#### Text provided

The amendment would provide for a 60-day period during which either House may debate or pass a resolution on the draft community infrastructure levy regulations or refer the draft regulations to any Committee for a report. The Secretary of State must then respond to any debate, resolution or report, including by the other place, before this House may give approval to the regulations. The amendment followed an earlier Opposition Back-Bench amendment tabled in the other place that proposed that all CIL regulations should be subject to affirmative resolution of both Houses of Parliament. That amendment was rightly defeated and fell.
The House will be aware that clause 207(2) provides that CIL regulations are made subject to the affirmative resolution of this House only. It is the Governments view that that is appropriate since CIL is a financial matter. The House might like to note that the Bill has been in this form since it was published. It is also worth noting that this House did not at any stage seek to change that to give the other place a role. Not a single amendment was tabled in Committee in this House on this issue.
This is a financial matter. It is a matter for this elected House of Commons. For those reasons, I ask it to reject the amendment.

########
#### Record list

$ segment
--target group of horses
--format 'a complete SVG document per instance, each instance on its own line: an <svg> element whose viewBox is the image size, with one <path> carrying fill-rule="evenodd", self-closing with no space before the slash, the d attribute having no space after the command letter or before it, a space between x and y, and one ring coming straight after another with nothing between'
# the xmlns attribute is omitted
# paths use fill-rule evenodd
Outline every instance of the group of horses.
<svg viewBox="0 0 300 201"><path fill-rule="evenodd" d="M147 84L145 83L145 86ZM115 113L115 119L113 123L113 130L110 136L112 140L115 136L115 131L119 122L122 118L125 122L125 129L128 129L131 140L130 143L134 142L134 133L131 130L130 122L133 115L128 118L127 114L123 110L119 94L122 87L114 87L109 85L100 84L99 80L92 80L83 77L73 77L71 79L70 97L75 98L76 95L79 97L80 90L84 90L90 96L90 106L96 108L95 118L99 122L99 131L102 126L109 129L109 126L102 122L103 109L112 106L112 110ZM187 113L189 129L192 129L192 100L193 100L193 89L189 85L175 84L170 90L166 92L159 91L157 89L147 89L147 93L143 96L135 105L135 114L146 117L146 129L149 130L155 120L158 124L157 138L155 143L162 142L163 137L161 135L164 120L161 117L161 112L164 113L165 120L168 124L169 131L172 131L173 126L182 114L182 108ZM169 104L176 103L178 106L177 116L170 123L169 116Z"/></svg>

########

_Tasks to carry out_
1/ Set down the records above, every line of them, without changing anything.
2/ Take the speech on the amendment to the community infrastructure levy regulations further, starting right after its final sentence.

_Responses_
1/
$ segment
--target group of horses
--format 'a complete SVG document per instance, each instance on its own line: an <svg> element whose viewBox is the image size, with one <path> carrying fill-rule="evenodd", self-closing with no space before the slash, the d attribute having no space after the command letter or before it, a space between x and y, and one ring coming straight after another with nothing between'
# the xmlns attribute is omitted
# paths use fill-rule evenodd
Outline every instance of the group of horses.
<svg viewBox="0 0 300 201"><path fill-rule="evenodd" d="M147 84L145 83L145 86ZM115 113L115 119L113 123L113 130L110 136L112 140L115 136L115 131L119 122L122 118L125 122L125 129L128 129L131 140L130 143L134 142L134 133L131 130L130 122L133 115L128 118L127 114L123 110L119 94L122 87L114 87L109 85L100 84L99 80L92 80L83 77L73 77L71 79L70 97L75 98L76 95L79 97L80 90L84 90L90 96L90 106L96 108L95 118L99 122L99 131L102 126L109 129L109 126L102 122L103 109L112 106L112 110ZM187 113L189 129L192 129L192 100L193 100L193 89L189 85L175 84L170 90L166 92L159 91L157 89L147 89L147 93L143 96L135 105L135 114L146 117L146 129L149 130L155 120L158 124L157 138L155 143L162 142L163 137L161 135L164 120L161 117L161 112L164 113L165 120L168 124L169 131L172 131L173 126L182 114L182 108ZM169 104L176 103L178 106L177 116L170 123L169 116Z"/></svg>

2/
Mrs. Lait:
I acknowledge that we did not discuss this issue in Committee. However, the amendment goes to the heart of our disagreement with the Government on the community infrastructure levy. The Minister will
remember that we tabled many amendments in Committee. In fact, we objected to this aspect of the Bill from Second Reading onwards. My hon. Friend the Member for Brentwood and Ongar (Mr. Pickles)he was delighted to receive the Ministers praise about his local development framework, although he says that it is not working in the way set outand I made the accusation that CIL was akin to ship money, because it was taxation without parliamentary approval.
We have been suspicious all along about CIL because of the original references within the Bill to land values, and we will be able to thank the Government for accepting our recommendations and removing all references to land values should we reach that stage. However, the initial references to land value essentially meant that there was a taxation element to the community infrastructure levy. There was also a reluctance, to put it politely, on the part of the Government to repeal the Planning-gain Supplement (Preparations) Act 2007, which if it remains on the statute book will allow CIL to be set up to fail, which was always at the back of my mind with this policy. The Government have sort of conceded on that, and there is an agreement in one of the amendments that the Treasury may repeal the 2007 Act. The House might like to note that I have tabled an amendment that it must repeal it. Until the references to CIL as a tax are out of the Bill, no one will believe that it is anything other than another form of taxation.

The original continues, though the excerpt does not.